_WHAT YOU ARE ASKED TO DO:_
Transcribe, without alteration, only the lines from the one containing "on the person" through the last line of the material, both ends included.

-- INFORMATION GIVEN follows --

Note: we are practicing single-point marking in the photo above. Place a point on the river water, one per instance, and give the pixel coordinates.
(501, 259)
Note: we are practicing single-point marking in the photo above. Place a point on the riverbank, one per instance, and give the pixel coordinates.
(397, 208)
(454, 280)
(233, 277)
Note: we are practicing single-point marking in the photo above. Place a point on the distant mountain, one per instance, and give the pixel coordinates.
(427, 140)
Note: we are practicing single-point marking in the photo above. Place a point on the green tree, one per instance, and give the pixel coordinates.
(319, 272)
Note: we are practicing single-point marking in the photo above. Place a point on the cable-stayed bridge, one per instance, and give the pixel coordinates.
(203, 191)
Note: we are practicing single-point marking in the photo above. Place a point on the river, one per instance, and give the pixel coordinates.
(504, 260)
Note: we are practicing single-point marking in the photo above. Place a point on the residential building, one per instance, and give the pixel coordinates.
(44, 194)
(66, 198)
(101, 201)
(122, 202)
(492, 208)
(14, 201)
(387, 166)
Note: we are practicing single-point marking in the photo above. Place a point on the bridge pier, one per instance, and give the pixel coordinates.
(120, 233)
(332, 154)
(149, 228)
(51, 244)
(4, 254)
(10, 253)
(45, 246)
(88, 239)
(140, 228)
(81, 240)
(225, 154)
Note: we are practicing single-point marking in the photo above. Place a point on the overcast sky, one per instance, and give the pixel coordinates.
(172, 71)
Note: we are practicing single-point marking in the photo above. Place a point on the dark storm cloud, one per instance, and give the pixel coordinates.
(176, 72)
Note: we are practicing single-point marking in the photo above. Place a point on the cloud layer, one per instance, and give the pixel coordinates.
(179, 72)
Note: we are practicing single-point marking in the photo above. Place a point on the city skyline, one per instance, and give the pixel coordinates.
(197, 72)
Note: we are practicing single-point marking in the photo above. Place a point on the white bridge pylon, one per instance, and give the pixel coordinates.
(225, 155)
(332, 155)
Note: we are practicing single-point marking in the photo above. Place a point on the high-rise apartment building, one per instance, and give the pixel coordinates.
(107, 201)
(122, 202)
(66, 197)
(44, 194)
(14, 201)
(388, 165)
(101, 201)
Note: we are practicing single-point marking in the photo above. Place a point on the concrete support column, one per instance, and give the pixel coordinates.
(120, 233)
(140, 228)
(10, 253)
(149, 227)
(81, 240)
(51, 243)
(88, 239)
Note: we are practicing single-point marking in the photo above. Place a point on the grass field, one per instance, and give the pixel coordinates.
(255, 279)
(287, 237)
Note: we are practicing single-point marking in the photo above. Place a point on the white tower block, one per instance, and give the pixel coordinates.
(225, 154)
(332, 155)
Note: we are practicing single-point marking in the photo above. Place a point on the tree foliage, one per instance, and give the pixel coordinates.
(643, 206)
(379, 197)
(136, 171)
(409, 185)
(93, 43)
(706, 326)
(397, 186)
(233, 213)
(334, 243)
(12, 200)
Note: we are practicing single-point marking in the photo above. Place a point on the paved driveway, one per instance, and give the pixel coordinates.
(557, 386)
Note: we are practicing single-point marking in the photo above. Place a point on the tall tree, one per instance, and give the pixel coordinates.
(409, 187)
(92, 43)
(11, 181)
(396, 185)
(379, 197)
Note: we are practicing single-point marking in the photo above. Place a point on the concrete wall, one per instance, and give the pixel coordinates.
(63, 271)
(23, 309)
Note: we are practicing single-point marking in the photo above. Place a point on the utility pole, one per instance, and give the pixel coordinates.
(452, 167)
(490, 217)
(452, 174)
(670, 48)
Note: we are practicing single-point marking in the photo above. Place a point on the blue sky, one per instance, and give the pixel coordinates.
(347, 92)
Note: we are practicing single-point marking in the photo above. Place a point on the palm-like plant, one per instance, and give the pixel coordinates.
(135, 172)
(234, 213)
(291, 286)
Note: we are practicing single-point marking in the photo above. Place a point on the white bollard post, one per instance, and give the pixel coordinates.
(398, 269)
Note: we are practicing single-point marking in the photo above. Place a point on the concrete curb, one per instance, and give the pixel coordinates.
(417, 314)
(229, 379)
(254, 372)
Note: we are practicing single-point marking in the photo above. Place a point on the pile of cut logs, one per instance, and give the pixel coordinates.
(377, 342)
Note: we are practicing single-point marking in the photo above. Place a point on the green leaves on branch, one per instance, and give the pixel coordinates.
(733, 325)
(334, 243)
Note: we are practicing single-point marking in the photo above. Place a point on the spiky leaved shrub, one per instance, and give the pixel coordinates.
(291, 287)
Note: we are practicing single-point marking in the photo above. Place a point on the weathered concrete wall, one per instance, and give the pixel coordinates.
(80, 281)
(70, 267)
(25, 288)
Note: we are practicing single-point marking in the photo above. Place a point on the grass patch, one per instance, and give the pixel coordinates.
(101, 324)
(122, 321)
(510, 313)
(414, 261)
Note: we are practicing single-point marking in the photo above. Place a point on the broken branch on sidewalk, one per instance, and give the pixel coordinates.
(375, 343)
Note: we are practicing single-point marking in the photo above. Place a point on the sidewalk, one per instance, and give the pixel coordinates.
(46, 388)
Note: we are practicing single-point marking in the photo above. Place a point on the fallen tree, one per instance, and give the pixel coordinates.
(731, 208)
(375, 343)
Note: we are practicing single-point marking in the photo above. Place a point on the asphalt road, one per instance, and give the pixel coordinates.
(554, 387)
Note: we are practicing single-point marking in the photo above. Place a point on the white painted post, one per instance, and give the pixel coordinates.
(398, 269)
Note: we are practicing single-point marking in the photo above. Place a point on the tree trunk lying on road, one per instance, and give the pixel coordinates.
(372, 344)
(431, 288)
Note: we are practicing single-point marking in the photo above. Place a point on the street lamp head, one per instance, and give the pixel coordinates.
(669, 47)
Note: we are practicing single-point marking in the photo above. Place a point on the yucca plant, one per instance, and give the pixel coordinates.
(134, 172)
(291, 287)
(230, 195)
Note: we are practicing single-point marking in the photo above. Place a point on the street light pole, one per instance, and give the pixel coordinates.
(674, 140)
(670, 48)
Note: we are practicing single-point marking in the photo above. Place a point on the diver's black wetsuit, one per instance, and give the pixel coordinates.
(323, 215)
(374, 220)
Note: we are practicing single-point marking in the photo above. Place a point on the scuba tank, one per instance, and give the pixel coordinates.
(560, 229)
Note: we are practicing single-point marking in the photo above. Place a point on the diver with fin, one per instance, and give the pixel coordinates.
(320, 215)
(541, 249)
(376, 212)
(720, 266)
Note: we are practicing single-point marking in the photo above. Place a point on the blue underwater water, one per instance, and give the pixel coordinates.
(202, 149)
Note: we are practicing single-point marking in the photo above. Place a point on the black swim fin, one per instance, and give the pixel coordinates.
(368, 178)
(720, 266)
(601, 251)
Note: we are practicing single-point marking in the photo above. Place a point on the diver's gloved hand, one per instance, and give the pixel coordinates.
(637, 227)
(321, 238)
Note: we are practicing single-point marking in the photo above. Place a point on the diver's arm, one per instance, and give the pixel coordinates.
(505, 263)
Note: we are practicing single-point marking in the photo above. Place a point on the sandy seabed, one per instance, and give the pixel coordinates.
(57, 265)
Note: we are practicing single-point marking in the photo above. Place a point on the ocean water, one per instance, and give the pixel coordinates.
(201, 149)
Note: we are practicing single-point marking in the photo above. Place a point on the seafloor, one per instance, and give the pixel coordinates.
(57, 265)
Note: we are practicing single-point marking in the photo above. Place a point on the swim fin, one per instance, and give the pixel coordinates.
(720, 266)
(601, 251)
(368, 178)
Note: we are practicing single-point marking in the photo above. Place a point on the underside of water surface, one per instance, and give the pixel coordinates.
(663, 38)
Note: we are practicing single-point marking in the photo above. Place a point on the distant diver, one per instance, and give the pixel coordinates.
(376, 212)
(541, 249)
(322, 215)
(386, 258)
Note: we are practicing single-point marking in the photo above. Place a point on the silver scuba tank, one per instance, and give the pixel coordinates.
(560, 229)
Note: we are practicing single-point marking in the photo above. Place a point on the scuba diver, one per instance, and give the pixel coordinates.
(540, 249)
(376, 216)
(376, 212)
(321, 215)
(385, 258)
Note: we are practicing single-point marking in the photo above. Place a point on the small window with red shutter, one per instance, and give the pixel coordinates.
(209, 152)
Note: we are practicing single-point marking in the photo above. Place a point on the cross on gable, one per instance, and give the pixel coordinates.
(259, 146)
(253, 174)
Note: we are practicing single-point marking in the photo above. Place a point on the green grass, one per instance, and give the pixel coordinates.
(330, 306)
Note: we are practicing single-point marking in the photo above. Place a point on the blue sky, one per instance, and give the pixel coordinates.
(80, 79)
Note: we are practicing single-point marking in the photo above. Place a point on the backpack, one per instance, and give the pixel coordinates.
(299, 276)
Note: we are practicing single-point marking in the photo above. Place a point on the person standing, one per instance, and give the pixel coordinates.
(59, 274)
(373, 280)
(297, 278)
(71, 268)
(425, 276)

-- INFORMATION GIVEN concluded --

_RESULT OF THIS EXERCISE:_
Note: we are practicing single-point marking in the photo above. Place a point on the person standing, one per instance, and give the pixel coordinates.
(59, 274)
(373, 280)
(297, 278)
(71, 268)
(425, 276)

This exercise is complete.